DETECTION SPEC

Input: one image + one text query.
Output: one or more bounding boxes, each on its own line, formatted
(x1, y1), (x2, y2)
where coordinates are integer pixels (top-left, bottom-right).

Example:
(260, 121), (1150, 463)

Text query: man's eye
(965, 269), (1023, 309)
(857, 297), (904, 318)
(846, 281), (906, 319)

■ ACTION ITEM:
Each line of the listing should be copied exactly, with none left out.

■ ANSWER TO THIS TASK:
DETECTION SPEC

Input: one image + one text query.
Output: one or more bounding boxes, each on its own line, formatted
(x1, y1), (x2, y2)
where coordinates are integer pixels (top-left, bottom-right).

Example:
(260, 121), (1150, 463)

Text query: man's eye
(965, 269), (1023, 309)
(857, 297), (904, 318)
(846, 281), (906, 319)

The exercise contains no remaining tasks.